■ RECORD SET ■
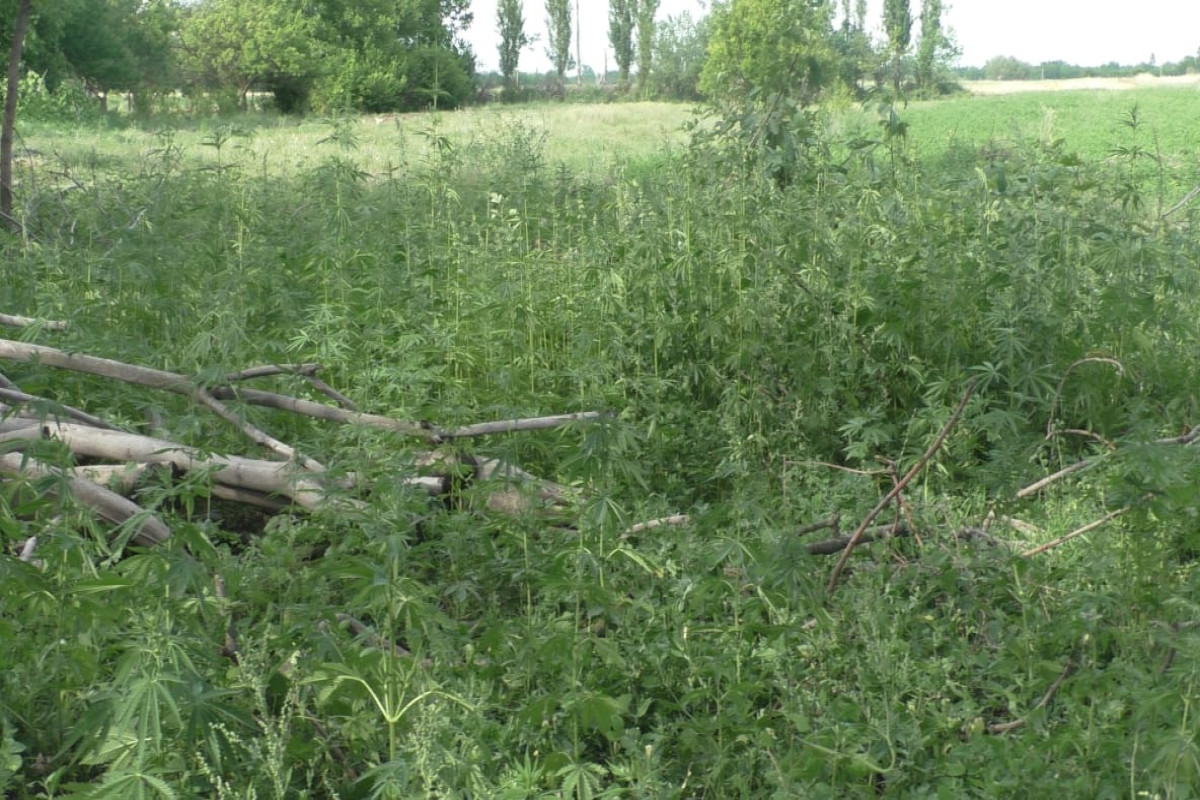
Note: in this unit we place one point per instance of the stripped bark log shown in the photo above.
(105, 503)
(147, 377)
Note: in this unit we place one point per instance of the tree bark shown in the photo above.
(10, 113)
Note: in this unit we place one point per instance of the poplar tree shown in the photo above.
(510, 18)
(930, 42)
(558, 29)
(646, 11)
(621, 36)
(898, 25)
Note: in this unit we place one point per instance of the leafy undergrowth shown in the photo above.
(762, 314)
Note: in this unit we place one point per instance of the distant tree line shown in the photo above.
(382, 55)
(1006, 67)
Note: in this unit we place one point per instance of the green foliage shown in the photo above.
(768, 47)
(510, 20)
(898, 25)
(643, 18)
(622, 19)
(245, 44)
(679, 47)
(558, 36)
(774, 300)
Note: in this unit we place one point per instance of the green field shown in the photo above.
(778, 320)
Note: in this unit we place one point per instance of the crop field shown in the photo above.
(967, 340)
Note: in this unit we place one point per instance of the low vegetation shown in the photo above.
(779, 314)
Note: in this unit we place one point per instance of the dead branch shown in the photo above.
(29, 322)
(1078, 467)
(229, 649)
(17, 396)
(839, 543)
(265, 476)
(273, 370)
(651, 524)
(106, 504)
(821, 524)
(1078, 531)
(1005, 727)
(151, 378)
(372, 638)
(322, 411)
(1187, 198)
(513, 426)
(899, 487)
(1062, 382)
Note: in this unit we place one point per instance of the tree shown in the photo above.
(513, 40)
(679, 44)
(930, 43)
(771, 47)
(621, 36)
(646, 11)
(898, 25)
(247, 43)
(558, 34)
(10, 110)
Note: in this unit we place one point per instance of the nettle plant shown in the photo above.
(760, 314)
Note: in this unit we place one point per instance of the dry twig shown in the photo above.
(891, 495)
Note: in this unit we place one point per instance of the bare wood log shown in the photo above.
(371, 637)
(27, 549)
(879, 533)
(29, 322)
(1005, 727)
(17, 396)
(333, 394)
(821, 524)
(106, 504)
(511, 426)
(1078, 467)
(151, 378)
(273, 370)
(1078, 531)
(270, 477)
(895, 489)
(651, 524)
(322, 411)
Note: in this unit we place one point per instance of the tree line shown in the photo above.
(384, 55)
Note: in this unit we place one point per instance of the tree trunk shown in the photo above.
(10, 113)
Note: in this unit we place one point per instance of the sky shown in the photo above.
(1085, 32)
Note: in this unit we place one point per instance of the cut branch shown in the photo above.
(30, 322)
(106, 504)
(895, 489)
(147, 377)
(1078, 531)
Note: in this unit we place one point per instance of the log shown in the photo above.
(105, 503)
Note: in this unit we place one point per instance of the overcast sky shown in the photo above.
(1087, 32)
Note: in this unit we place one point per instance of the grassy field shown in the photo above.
(779, 318)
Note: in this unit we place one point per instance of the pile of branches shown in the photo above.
(114, 461)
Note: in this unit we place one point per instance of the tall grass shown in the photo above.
(762, 311)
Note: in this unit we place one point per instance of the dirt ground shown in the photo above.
(1144, 80)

■ THE TASK ■
Express the part of the entries that opens with the line containing "overcast sky shown in the photo above." and runs through the last line of the entries as a JSON list of strings, with one string per line and blank lines left out.

■ FULL ANSWER ■
[
  "Note: in this unit we place one point per instance of the overcast sky shown in the photo above.",
  "(1087, 32)",
  "Note: in this unit we place one point per instance of the grassy field shown in the photo above.",
  "(779, 318)",
  "Note: in this unit we place one point per instance of the pile of branches shown in the photo above.",
  "(114, 461)",
  "Note: in this unit we place one point per instance of the tall grass shown in the photo above.",
  "(762, 311)",
  "Note: in this unit we place one point per instance of the dirt ground shown in the photo above.",
  "(1144, 80)"
]